TASK GOAL: Rewrite all the data below, replacing every occurrence of "one point per instance" with "marking each occurrence with a single point" and leaving everything else unchanged.

--- START TASK INPUTS ---

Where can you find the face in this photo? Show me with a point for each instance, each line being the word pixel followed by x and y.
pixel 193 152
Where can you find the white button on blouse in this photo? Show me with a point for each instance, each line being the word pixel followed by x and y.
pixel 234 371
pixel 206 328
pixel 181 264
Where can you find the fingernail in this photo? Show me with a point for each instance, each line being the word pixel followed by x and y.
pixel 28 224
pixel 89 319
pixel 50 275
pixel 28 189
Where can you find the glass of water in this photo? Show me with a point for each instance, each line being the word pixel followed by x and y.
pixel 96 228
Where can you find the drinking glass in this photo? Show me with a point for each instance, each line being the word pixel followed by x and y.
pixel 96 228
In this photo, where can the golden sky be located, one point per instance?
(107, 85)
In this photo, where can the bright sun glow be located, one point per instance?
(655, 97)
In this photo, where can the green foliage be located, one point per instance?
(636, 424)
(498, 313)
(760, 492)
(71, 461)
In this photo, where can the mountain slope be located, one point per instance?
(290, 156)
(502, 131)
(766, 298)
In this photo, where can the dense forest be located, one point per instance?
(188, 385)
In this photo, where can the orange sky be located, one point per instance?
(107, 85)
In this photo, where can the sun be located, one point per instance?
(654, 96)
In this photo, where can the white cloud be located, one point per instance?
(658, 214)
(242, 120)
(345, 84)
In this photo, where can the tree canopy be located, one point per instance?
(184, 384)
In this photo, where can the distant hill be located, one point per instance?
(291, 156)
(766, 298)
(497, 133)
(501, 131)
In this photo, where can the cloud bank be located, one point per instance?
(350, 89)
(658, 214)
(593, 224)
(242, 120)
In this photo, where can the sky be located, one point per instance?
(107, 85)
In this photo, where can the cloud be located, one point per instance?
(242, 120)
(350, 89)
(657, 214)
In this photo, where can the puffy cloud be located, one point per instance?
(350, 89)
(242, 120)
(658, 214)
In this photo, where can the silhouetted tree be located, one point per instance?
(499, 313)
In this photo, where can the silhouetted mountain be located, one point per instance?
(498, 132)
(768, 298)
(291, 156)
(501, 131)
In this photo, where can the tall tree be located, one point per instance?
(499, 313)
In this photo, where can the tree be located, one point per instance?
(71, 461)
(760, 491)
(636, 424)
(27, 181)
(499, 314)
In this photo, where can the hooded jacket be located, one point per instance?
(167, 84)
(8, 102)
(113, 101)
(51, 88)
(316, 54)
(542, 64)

--- END TASK INPUTS ---

REPLY TO THE EXERCISE:
Where can you find the face in this photo? Show me with a point for each instance, each line being the word pixel followed by x and y.
pixel 193 152
Where can you find the white button on blouse in this photo? Show me with a point for each instance, each line being the word pixel followed by x and y.
pixel 234 371
pixel 206 328
pixel 181 264
Where can you find the fingernail in this photo? Show me with a point for each instance, each line being the word pixel followed by x and y.
pixel 28 224
pixel 89 319
pixel 50 275
pixel 28 189
Where can you find the glass of water in this photo? Show me with a point for each instance, each line being the word pixel followed by x and y.
pixel 96 228
Where can you find the drinking glass in this photo? Show me with a point for each instance, each line being the word pixel followed by x and y.
pixel 96 228
In this photo, where can the golden sky be located, marking each occurrence with a single point?
(107, 85)
In this photo, where can the bright sun glow be located, marking each occurrence with a single point?
(655, 97)
In this photo, where can the green foliage be located, marking each occurrence with a single point?
(636, 424)
(498, 313)
(760, 492)
(71, 461)
In this photo, where can the mountain slope be located, marking each occurrence with a single point?
(290, 156)
(502, 131)
(766, 298)
In this photo, where can the dense forest be located, marking each occurrence with a single point?
(188, 385)
In this photo, where can the orange sky be located, marking each occurrence with a single point?
(107, 85)
In this photo, where can the sun be located, marking each occurrence with a single point?
(654, 96)
In this photo, where can the white cloud be located, marking each occurrence with a single point?
(658, 214)
(242, 120)
(345, 84)
In this photo, where can the tree canopy be located, marking each occurrence with a single point?
(184, 384)
In this photo, where can the distant hill be located, marking each occurrence with a single point?
(291, 156)
(766, 298)
(497, 133)
(501, 131)
In this photo, where can the cloud bank be located, marking each occurrence with a single point?
(350, 89)
(658, 214)
(593, 224)
(242, 120)
In this photo, where can the sky be located, marking each occurrence with a single point?
(107, 85)
In this photo, where can the cloud be located, marking each occurrence with a single point?
(242, 120)
(350, 89)
(657, 214)
In this photo, where can the puffy cloud be located, marking each occurrence with a single point?
(350, 89)
(242, 120)
(658, 214)
In this photo, where can the silhouetted tree be located, marking each occurrence with a single point?
(499, 313)
In this photo, where can the silhouetted mountain be located, marking each occurrence with a single point?
(498, 132)
(768, 298)
(291, 156)
(501, 131)
In this photo, where can the tall tree be located, marking each occurrence with a single point?
(499, 313)
In this photo, where can the tree be located, marking each occurrence with a single point?
(71, 461)
(760, 491)
(636, 424)
(27, 181)
(499, 314)
In this photo, where can the hooded jacket be located, marking each occurrence with a single point?
(167, 84)
(8, 102)
(113, 101)
(51, 88)
(316, 54)
(542, 64)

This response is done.